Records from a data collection
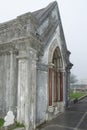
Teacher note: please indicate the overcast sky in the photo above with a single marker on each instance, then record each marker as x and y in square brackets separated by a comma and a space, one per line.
[74, 20]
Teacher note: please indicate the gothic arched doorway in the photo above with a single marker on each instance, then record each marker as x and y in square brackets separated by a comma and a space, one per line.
[56, 78]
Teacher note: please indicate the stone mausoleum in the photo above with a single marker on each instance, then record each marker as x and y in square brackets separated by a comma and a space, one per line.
[34, 67]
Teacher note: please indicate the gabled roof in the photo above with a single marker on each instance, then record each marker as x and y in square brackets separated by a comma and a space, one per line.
[42, 13]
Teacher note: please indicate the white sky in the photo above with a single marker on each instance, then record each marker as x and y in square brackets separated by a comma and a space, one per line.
[74, 19]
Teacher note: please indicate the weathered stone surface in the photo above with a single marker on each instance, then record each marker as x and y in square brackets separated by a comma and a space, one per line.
[9, 119]
[30, 45]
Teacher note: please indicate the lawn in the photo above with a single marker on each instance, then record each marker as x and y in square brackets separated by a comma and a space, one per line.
[1, 122]
[76, 95]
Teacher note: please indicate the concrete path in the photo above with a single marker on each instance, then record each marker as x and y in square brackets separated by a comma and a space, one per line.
[74, 118]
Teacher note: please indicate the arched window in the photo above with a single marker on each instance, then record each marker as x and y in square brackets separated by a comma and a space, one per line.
[56, 78]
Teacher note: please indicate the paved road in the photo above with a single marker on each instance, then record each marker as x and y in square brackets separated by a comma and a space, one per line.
[74, 118]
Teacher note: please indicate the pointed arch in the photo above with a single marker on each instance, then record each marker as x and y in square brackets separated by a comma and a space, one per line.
[55, 75]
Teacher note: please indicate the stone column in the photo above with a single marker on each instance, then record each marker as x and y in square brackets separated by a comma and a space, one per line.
[22, 107]
[56, 86]
[50, 86]
[61, 86]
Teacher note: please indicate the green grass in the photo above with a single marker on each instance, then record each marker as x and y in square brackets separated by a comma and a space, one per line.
[19, 125]
[1, 122]
[76, 95]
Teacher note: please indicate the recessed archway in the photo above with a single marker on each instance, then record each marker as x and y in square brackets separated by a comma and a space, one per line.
[55, 78]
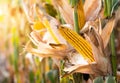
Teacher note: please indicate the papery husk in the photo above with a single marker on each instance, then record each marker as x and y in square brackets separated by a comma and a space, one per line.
[65, 9]
[92, 9]
[107, 30]
[102, 66]
[46, 50]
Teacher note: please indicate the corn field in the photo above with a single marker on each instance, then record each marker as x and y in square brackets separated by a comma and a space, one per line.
[59, 41]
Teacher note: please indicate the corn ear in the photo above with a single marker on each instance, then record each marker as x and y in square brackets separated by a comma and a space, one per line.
[80, 44]
[80, 13]
[47, 25]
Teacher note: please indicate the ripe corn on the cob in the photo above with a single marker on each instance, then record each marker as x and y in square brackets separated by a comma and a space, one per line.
[80, 44]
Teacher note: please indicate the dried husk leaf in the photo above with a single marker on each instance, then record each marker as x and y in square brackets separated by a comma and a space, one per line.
[92, 9]
[80, 14]
[65, 9]
[107, 30]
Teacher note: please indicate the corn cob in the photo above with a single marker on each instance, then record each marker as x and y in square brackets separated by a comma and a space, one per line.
[80, 44]
[80, 13]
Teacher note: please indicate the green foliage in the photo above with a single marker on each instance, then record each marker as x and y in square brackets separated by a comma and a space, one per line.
[108, 79]
[73, 2]
[98, 80]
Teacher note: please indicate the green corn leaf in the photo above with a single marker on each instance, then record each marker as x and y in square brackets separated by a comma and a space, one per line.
[110, 79]
[98, 80]
[73, 2]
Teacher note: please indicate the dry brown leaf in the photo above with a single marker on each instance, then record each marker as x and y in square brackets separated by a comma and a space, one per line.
[107, 30]
[92, 9]
[65, 9]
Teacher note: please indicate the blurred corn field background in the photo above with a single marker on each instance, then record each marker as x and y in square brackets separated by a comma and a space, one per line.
[53, 41]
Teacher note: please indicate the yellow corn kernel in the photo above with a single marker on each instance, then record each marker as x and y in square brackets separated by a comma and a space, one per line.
[38, 25]
[80, 13]
[80, 44]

Problem details>
Write out all the entries exactly, except for the pictures.

Exercise answer>
Teacher note: please indicate the overcast sky in the photo above with a single marker on each instance, then record each marker as x and y in square brackets separated by a comma and a space, one per line.
[74, 20]
Teacher note: please indicate the gothic arched doorway in the photo above with a single marker on each instance, then record each marker as x and y in square brackets separated by a comma and a space, one per line.
[56, 78]
Teacher note: please indicate the stone mausoleum in the photo above with a single marker on each instance, then record each marker as x and y in square brackets separated by a comma and a space, one per line.
[34, 67]
Teacher note: please indicate the gabled roof in the photo above with a single marker on each instance, then record each marker as x and y in square brackets separated by a comma and a space, one per line.
[42, 13]
Teacher note: please indicate the white sky in the photo above with a single marker on each instance, then record each marker as x and y in square brackets separated by a comma and a space, one per line.
[74, 19]
Teacher note: please indicate the weathered stone surface in the photo above with a single marker on each instance, then record each marker as x and y in square brackets separated by a comma and a space, one per line.
[9, 119]
[30, 45]
Teacher note: please indicate the lawn in the photo above with a single marker on each instance, then record each marker as x and y in square brackets separated by a comma and a space, one per line.
[1, 122]
[76, 95]
Teacher note: please indicate the concrete path in the photo above with a single marker on each instance, then record each marker as x and y in square brackets separated by a comma and a space, one per line.
[74, 118]
Teacher note: please indicate the arched window in the photo above with a single marker on each instance, then record each marker as x and y in square brackets separated by a comma and a space, one per line.
[56, 78]
Teacher note: please indicate the paved road in the photo above with a single marker on each instance, then record each marker as x and y in square brackets separated by a comma and a space, one per line.
[74, 118]
Teacher note: please indicate the pointed arch in the photo above with a single marker on each instance, then record each marker as x and y in square brackets separated by a comma and a space, one per line.
[55, 75]
Teacher note: please indicate the stone column in the photo above with a single marker on each instance, then record each marker as x and y in square brackets separated by a comma and a space, one per line.
[22, 107]
[56, 86]
[50, 86]
[61, 86]
Teacher note: please indicate the green grass in the photo above with a single marker on each instance, then record each marker as x and y in square brackets separated by a comma and a space, one per line.
[19, 125]
[1, 122]
[76, 95]
Teacher note: please indicate the recessed archway in the photo above with a single marker on each instance, then record each marker as x and y in square brackets separated by a comma and a space, one per line.
[55, 78]
Teacher note: please indicate the papery husk in the photo above with a single marker on each instance, then record each marker as x and y in square brackets separated by a comma and a space, one per line.
[65, 9]
[92, 9]
[107, 30]
[102, 66]
[46, 50]
Teacher note: please indicate the corn field in the photo above with a single marker on each instance, then record each marker as x and y in square brackets separated by a comma and a space, one per line.
[59, 41]
Teacher note: please indicate the corn ear in the photo above with a single marker on each instance, then record each marker as x and y in square brackets separated by a comma and a space, one per line.
[80, 44]
[80, 13]
[47, 25]
Teacher note: please indicate the ripe corn on the cob in the photo above with a single marker on each instance, then record each marker as x and y in square brackets separated by a comma and a space, one per line.
[80, 44]
Teacher note: please indicate the dried husk leaf in the photo above with a single marker on each instance, then record each marker as x and y in square brackets separated by a comma and a space, one per line.
[92, 9]
[80, 14]
[65, 9]
[107, 30]
Teacher note: please indicate the corn cob in the photo above with a single marker on each instance, then record each marker as x and y in square brackets separated by a comma and a space, one per line.
[80, 44]
[80, 13]
Teacher note: please indicate the green foliage in the photo above with a single marker on each instance, then record each marker as x and y in square brackets separated by a comma and a space, one per line.
[108, 79]
[73, 2]
[98, 80]
Teacher note: please indicate the green corn leaf in the photo above with a single marker on each instance, then record each marker as x and y in square brackets separated by a comma and a space, one per line.
[110, 79]
[98, 80]
[73, 2]
Teacher note: please indicate the dry brown leaf in the photo above with a single marker on each instance, then record each marker as x and y in square brackets separated by a comma and a space, one per line.
[107, 30]
[92, 9]
[65, 9]
Teacher note: please indicate the blurred corn field background in the photo above with a single marker on each instance, then record each marker as x and y in square brackets separated by a comma and a space, one per line.
[53, 41]
Teacher note: please indicate the yellow corn kernel in the photo above with a single marker on each instance, then record each marker as x and y in square brackets separated by a comma and a space, one per line.
[38, 25]
[80, 13]
[80, 44]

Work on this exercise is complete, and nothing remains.